───── PASSAGE
Daniel Richter (born 1962) is a German artist. He is based in Berlin, and was previously  active in Hamburg. He is known for large-scale oil paintings.

Life and work 
Daniel Richter was born in 1962 in Eutin, Germany. Richter attended Hochschule für bildende Künste Hamburg from 1991 to 1995. Between 1992 and 1996 he studied with Werner Büttner, one of the protagonists, along with Martin Kippenberger, of the revival of expressive trends in painting during the 1980s, and worked as assistant to Albert Oehlen.

Between 2004 and 2006 he served as Professor for Painting at the Universität der Künste, Berlin. Since 2006, he has been Professor of Fine Arts at Akademie der bildenden Künste, Vienna.
 
Richter's early work was abstract and colorful, described as, "psychedelic – somewhere between graffiti and intricate ornamentation". Since 2002, he has painted large-scale scenes filled with figures, often inspired by reproductions from newspapers or history books.

He was previously married to theatre director Angela Richter, together they have a son. In 2019, he founded the publishing Company PAMPAM Publishing with his current wife, Viennese photographer Hanna Putz.
──────────
───── RECORD EXCERPTS
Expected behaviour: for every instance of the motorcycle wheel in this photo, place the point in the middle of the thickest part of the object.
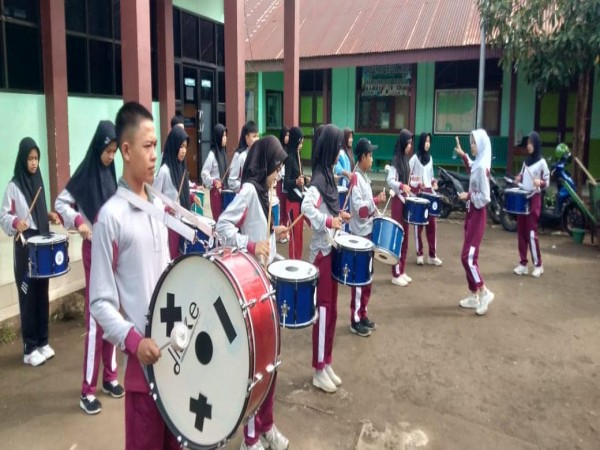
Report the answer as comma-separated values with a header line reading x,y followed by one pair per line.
x,y
446,203
573,217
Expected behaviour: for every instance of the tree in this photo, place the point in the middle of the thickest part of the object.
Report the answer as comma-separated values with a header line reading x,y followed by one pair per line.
x,y
554,43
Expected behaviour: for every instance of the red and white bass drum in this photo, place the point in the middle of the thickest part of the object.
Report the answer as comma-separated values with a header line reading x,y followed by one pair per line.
x,y
215,319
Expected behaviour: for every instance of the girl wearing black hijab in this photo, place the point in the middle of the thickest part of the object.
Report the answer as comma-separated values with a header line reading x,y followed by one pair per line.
x,y
92,184
421,168
321,206
15,217
293,184
173,178
214,169
398,179
284,139
534,177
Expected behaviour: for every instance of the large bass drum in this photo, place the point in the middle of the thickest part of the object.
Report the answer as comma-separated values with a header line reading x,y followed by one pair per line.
x,y
206,388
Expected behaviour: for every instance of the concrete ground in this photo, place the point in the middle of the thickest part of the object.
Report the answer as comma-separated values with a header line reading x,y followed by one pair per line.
x,y
432,376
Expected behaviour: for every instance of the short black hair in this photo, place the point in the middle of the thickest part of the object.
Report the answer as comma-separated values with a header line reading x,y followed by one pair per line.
x,y
129,117
177,119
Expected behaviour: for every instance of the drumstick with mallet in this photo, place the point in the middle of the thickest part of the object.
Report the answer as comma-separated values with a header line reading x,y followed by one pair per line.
x,y
37,194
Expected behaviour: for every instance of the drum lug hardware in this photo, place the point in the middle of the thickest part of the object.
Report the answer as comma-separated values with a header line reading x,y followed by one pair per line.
x,y
257,379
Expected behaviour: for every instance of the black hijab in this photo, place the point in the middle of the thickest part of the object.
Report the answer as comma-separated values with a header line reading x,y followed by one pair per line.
x,y
29,183
537,149
218,149
93,183
423,155
177,136
326,151
267,155
400,160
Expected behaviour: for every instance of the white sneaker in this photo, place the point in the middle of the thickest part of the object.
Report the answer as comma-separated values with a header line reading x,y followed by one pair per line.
x,y
257,446
35,358
46,351
332,375
274,440
470,301
537,271
322,381
435,261
521,270
485,300
399,281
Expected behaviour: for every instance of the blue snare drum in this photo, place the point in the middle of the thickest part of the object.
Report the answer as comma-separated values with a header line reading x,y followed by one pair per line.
x,y
434,202
387,236
416,211
343,193
295,284
48,255
352,260
227,197
204,237
516,201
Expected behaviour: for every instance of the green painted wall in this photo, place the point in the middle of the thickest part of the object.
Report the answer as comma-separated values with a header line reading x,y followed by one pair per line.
x,y
343,96
22,115
211,9
425,97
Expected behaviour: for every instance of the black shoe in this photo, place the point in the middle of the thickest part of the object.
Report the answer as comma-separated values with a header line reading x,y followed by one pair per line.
x,y
113,388
360,329
90,404
368,324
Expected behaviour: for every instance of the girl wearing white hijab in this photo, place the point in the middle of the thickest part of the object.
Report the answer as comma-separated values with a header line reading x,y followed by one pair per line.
x,y
477,198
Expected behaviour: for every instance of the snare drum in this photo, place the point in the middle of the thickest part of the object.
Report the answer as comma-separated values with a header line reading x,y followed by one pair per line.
x,y
227,197
295,284
48,255
204,237
416,210
205,391
387,236
343,193
352,261
434,202
516,201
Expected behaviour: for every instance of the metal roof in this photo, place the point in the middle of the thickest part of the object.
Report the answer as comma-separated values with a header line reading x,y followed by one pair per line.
x,y
333,28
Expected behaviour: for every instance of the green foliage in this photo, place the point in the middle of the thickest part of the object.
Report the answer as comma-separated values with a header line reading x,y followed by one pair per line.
x,y
551,41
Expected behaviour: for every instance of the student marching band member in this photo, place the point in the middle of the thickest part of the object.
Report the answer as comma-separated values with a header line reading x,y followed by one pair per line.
x,y
534,177
92,184
321,206
130,255
364,207
422,180
214,169
293,184
477,198
398,179
248,136
244,225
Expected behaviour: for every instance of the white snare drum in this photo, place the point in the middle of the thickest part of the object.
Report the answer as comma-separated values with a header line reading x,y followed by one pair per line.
x,y
207,389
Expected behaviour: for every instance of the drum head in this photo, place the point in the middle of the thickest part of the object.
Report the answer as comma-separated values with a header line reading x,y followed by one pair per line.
x,y
201,391
53,238
354,242
293,270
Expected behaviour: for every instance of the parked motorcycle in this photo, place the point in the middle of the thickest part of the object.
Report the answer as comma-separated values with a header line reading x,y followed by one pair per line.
x,y
451,183
559,209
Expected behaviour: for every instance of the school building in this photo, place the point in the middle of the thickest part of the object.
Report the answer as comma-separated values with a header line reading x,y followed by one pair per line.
x,y
375,67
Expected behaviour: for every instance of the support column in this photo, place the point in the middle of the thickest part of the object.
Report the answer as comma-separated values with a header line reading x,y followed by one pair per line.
x,y
291,62
235,73
166,65
55,89
135,52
──────────
SHORT PROBLEM A: Summarize the passage on Daniel Richter in two sentences.
SHORT PROBLEM B: Pick up the passage on Daniel Richter after its final sentence and keep it going.

EXPECTED OUTPUT A: Daniel Richter, a German artist born in 1962 in Eutin and now based in Berlin, studied at the Hochschule für bildende Künste Hamburg, worked as assistant to Albert Oehlen, and has been Professor of Fine Arts at the Akademie der bildenden Künste, Vienna, since 2006. His early work was abstract and colorful, but since 2002 he has painted large-scale scenes filled with figures, often inspired by reproductions from newspapers or history books.

EXPECTED OUTPUT B:
Stage design
Working for the Salzburg Festival, Richter created the stage design for two stages: for Bluebeard's Castle (2008) and for Lulu (2010). In 2010, Richter designed a series of stage sets for the Salzburg Opera's production of Lulu in conjunction with his solo museum exhibition at the Rupertinum Museum of Modern Art, Salzburg, Austria.

Awards 
 1998 Otto-Dix-Award, Gera
 2001 Award for Young Art, Schleswig-Holstein, Germany
 2002 Preis der Nationalgalerie, Hamburger Bahnhof, Berlin, Germany
 2009 Kunstpreis Finkenwerder, Hamburg, Germany

References

External links
  El control del azar en Daniel Richter, por Enrique Castaños
 Tal R on Daniel Richter - Daniel Richter on Tal R – Video interview by Louisiana Channel
 Daniel Richter talks about Emil Nolde Video by Louisiana Channel

1962 births
Living people
People from Plön (district)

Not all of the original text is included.